Given problem 1: In the physics simulation excerpt below, what are the balls attracted to?

Excerpt provided:
↓

This is a simple physics simulation of a number of balls that are attracted to the mouse, and experience gravity.

It was made using a WIP branch from [lukewilliamboswell/roc-ray](https://github.com/lukewilliamboswell/roc-ray) which is a graphics platform for the [roc programming language](https://www.roc-lang.org).

I wanted to find something simple to test the platform, and a new package [lukewilliamboswell/roc-pga2d](https://github.com/lukewilliamboswell/roc-pga2d) I made to learn more about Geometric Algebra and to help develop roc-ray with more interesting demos.

(Note: this uses the mouse... sorry mobile users I hadn't thought about you when making this 😅)

↑

Given problem 2: Please locate every line of the listing below that contains the word "plaza" and copy each one.

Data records

↓

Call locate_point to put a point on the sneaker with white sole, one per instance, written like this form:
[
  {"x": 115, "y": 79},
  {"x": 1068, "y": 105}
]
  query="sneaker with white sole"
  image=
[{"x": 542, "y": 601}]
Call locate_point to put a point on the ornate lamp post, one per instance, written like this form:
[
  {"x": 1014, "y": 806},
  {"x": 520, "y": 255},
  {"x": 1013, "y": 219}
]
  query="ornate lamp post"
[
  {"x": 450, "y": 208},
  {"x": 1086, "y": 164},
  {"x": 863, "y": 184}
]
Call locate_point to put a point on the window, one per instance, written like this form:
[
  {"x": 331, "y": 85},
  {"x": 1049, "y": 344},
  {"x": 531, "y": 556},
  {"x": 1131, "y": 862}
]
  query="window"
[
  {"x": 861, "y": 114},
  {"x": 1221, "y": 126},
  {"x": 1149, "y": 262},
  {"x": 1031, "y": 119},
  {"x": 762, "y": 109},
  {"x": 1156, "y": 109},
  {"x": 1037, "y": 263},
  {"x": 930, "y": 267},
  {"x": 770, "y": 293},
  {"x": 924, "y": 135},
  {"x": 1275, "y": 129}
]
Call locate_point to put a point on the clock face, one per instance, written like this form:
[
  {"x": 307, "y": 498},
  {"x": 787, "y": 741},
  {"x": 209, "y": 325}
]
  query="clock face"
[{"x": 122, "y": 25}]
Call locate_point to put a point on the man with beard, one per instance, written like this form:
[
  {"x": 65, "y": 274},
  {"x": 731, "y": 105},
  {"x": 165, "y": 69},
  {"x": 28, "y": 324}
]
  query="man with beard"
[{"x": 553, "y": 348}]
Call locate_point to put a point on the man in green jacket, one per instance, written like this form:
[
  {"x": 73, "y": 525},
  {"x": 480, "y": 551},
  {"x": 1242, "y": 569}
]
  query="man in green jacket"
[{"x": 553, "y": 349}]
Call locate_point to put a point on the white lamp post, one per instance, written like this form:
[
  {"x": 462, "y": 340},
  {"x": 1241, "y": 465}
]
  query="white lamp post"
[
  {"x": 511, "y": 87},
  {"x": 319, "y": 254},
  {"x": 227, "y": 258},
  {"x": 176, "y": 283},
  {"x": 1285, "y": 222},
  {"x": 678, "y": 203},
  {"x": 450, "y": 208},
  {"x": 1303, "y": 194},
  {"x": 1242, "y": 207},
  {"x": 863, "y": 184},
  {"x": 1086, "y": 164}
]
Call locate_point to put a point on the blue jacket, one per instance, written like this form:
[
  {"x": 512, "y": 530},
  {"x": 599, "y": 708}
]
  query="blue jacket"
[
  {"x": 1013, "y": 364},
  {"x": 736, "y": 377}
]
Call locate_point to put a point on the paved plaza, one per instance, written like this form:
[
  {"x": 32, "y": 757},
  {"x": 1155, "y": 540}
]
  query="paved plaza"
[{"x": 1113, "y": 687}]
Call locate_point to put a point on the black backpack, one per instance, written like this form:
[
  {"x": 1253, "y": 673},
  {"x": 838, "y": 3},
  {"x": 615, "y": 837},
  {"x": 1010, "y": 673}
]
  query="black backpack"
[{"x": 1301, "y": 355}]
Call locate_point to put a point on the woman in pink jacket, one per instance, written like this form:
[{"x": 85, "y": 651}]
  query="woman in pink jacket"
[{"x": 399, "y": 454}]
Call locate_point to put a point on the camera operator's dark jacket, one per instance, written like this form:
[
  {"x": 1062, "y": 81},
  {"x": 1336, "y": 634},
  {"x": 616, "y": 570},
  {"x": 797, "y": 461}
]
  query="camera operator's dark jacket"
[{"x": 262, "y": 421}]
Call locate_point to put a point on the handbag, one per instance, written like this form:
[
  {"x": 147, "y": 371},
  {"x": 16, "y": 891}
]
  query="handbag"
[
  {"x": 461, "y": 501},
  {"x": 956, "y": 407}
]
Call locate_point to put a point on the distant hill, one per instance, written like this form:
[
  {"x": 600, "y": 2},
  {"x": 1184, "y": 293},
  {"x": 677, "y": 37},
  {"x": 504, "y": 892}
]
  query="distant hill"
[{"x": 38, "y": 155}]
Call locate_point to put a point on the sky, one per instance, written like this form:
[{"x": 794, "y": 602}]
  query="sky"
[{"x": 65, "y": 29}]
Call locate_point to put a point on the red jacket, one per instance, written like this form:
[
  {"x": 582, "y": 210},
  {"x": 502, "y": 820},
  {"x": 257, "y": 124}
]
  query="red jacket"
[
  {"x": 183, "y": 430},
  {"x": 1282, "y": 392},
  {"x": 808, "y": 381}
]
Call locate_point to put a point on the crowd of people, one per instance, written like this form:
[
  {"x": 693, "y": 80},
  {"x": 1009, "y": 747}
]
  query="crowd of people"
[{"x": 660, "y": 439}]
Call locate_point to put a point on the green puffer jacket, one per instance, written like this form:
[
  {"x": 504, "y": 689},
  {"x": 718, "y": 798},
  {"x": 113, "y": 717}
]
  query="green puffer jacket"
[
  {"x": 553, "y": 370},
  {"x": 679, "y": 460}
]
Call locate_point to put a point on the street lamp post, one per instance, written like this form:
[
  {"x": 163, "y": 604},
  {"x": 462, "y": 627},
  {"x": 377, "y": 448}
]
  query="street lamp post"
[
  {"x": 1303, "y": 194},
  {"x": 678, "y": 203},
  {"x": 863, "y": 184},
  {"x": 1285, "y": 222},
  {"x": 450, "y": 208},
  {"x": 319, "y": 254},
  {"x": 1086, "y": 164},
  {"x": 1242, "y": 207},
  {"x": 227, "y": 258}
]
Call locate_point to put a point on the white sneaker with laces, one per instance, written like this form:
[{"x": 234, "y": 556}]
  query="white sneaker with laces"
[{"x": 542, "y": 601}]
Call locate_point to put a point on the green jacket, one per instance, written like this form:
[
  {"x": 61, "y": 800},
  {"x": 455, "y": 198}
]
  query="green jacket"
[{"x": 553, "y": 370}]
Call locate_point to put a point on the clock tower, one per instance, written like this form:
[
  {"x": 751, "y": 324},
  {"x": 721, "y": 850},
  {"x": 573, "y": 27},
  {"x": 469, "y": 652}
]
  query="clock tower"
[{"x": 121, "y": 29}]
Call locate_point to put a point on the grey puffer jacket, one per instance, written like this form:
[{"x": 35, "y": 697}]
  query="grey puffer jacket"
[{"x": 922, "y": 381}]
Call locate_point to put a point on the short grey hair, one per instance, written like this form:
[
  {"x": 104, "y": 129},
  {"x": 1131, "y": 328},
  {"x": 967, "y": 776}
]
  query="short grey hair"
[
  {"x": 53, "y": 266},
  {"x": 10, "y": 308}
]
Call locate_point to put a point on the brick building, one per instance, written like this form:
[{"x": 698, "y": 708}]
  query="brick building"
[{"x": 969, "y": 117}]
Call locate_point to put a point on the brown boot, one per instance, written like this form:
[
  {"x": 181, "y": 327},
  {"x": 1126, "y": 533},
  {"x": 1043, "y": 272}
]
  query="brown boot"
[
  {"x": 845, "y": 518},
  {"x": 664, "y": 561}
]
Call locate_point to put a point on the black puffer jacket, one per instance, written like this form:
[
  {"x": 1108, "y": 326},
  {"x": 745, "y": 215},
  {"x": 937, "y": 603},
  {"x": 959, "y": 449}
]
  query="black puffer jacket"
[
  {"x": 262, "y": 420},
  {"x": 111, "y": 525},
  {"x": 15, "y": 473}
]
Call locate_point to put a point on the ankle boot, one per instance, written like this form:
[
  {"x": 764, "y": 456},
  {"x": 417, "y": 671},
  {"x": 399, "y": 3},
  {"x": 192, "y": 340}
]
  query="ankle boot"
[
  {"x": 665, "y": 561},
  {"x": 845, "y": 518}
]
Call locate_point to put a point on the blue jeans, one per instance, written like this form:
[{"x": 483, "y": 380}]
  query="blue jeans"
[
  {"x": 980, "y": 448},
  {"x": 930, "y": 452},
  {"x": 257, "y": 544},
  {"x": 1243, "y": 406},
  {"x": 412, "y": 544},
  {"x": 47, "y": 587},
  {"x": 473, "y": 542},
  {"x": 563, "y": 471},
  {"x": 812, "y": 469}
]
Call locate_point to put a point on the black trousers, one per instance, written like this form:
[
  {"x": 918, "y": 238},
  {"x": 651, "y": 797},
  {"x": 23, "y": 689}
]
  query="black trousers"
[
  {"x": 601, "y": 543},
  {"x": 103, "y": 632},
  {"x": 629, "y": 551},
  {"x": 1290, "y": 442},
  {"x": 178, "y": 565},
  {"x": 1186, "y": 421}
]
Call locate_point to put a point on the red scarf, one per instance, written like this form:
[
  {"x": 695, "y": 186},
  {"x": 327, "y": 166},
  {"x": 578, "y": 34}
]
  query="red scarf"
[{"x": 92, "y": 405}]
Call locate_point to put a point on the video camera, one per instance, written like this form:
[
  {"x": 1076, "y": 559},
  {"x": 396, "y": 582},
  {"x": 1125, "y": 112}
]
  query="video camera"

↑

Task output 1: The mouse.

Task output 2:
Call locate_point to put a point on the paved plaza, one per instance, written like this form:
  query="paved plaza"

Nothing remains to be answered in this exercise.